Extrait fourni
▽

Ça fait maintenant 5 h 30 que je cours. Un marathon de fait. Le début de la course a été féérique, même si dans les premières heures, mon ventre était plutôt incertain de son état physique. Heureusement, il est désormais calme et coopératif. Tout est nickel jusqu’à présent : la nutrition, l’énergie, les jambes, la tête. Tout se déroule à merveille.

Je suis présentement dans la boucle de 10 km qui marque la fin de l’aller et le début du retour vers l’arrivée. Car oui, le 80 km de la Chute du diable est un tracé linéaire où l’on revient sur nos pas, question de complaire notre esprit dans le plus grand inconfort possible. Il y a deux ans, cette section du sentier m’avait littéralement broyée. J’étais annihilée. C’était d’ailleurs à la fin de cette boucle que j’avais tiré la plug et que je m’étais assise dans une chaise en annonçant mon abandon, vidée.

Pas cette fois-ci.  

Ce sont deux ans d’efforts acharnés qui me ramènent aujourd’hui exactement au même endroit.

Aucune chance que ça s’arrête ici.

△

Données fournies
▽

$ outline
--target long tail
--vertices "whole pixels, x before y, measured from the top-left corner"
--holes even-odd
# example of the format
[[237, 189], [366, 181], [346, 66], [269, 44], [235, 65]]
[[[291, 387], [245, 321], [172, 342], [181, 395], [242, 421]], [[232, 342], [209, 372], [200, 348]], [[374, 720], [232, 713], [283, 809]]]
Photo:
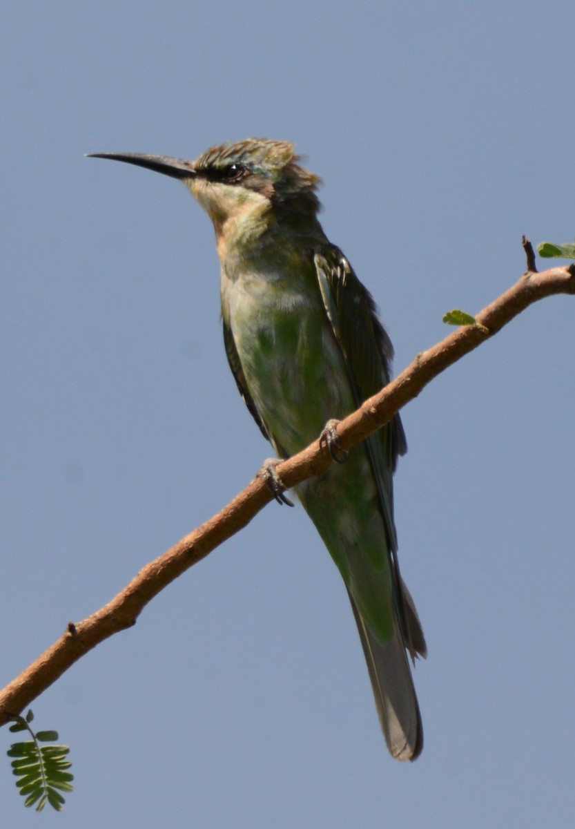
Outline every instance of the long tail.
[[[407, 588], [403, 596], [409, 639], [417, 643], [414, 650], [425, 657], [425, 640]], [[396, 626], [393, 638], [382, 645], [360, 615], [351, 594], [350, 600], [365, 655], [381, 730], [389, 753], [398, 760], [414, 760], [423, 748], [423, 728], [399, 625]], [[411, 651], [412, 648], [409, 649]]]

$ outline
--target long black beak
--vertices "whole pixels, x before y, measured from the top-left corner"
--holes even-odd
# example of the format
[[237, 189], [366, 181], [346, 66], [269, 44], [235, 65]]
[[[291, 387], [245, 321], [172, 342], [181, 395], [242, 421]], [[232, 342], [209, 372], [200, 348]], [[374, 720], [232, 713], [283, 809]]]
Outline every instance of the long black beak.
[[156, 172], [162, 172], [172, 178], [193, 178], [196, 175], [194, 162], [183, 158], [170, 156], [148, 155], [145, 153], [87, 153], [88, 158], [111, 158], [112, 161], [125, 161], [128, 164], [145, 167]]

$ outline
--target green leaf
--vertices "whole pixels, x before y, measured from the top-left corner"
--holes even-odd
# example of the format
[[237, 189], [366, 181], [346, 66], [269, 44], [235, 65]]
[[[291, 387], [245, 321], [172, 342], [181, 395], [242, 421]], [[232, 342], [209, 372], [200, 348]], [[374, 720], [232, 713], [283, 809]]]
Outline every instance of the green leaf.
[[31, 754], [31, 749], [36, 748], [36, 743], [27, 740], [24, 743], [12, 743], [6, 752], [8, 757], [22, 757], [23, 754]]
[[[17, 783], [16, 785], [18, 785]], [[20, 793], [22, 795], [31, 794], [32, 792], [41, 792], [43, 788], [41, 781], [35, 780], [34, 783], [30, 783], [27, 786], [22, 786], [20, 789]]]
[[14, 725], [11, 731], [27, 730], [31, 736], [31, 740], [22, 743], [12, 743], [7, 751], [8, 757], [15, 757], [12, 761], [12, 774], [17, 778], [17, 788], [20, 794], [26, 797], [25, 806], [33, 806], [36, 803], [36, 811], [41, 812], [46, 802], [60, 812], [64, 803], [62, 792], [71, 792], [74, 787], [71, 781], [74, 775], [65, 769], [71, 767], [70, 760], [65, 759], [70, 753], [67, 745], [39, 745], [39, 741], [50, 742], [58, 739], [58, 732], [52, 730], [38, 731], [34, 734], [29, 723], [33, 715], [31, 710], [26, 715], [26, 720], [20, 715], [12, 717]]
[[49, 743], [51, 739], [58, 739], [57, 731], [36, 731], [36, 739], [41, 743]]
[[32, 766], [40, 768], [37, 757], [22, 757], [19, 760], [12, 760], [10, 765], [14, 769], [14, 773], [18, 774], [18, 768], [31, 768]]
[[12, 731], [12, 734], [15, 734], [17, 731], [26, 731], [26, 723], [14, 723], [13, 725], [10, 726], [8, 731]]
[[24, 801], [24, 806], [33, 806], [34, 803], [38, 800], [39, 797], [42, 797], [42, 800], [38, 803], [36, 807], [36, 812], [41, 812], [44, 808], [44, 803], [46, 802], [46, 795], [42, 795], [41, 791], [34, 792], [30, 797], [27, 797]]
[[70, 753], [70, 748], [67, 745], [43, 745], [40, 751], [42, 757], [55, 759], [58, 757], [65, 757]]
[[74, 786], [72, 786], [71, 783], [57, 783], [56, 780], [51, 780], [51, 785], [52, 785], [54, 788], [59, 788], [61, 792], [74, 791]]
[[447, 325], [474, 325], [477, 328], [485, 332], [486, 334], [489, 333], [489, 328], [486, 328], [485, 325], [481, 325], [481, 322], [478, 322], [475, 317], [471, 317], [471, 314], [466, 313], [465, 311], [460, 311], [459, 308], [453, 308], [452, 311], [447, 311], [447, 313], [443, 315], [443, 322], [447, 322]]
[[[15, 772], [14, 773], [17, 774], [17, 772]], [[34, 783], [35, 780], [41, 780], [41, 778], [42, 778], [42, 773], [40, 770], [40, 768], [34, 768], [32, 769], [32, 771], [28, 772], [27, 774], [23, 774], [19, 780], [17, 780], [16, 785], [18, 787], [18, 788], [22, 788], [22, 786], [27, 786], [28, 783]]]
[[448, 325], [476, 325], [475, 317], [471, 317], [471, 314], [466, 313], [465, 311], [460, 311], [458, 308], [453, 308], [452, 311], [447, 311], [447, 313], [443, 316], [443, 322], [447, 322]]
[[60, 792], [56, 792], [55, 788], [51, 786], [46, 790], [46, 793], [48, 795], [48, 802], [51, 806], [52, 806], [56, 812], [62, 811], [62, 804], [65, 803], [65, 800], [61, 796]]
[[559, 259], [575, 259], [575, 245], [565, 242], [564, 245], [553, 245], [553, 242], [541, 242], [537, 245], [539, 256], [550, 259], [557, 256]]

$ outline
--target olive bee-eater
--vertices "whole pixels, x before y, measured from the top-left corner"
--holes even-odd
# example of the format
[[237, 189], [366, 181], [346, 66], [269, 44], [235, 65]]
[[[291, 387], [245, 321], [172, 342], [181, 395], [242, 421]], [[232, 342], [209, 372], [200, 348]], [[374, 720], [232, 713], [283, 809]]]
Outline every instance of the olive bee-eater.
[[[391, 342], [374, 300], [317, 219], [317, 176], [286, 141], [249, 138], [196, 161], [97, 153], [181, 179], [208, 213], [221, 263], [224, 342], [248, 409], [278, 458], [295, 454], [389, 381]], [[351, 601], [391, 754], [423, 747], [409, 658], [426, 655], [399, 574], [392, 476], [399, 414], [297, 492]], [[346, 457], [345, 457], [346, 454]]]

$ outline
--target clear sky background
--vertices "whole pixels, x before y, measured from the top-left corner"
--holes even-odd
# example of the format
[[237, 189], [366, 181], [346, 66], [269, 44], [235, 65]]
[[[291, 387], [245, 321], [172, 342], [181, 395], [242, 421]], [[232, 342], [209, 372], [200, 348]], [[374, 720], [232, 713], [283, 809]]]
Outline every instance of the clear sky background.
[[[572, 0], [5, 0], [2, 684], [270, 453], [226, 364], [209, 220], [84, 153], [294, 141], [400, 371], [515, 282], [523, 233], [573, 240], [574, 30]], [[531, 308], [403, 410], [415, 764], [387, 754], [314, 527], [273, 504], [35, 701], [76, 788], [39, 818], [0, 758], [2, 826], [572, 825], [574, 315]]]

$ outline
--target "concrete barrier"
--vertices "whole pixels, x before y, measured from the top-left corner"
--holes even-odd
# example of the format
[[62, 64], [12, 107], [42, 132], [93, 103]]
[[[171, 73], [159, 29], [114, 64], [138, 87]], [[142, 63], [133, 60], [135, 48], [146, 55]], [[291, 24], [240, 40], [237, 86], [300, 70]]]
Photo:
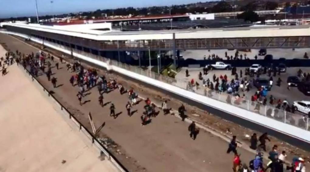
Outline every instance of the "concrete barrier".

△

Consignes
**1)** Dans l'extrait fourni, depuis combien de temps la course dure-t-elle au moment du récit ?
**2)** Reproduisez mot pour mot le passage de l'extrait fourni qui commence aux mots "Je suis présentement" et s'arrête après "Pas cette fois-ci.".

Réponses rédigées
**1)** Depuis 5 h 30.

**2)**
Je suis présentement dans la boucle de 10 km qui marque la fin de l’aller et le début du retour vers l’arrivée. Car oui, le 80 km de la Chute du diable est un tracé linéaire où l’on revient sur nos pas, question de complaire notre esprit dans le plus grand inconfort possible. Il y a deux ans, cette section du sentier m’avait littéralement broyée. J’étais annihilée. C’était d’ailleurs à la fin de cette boucle que j’avais tiré la plug et que je m’étais assise dans une chaise en annonçant mon abandon, vidée.

Pas cette fois-ci.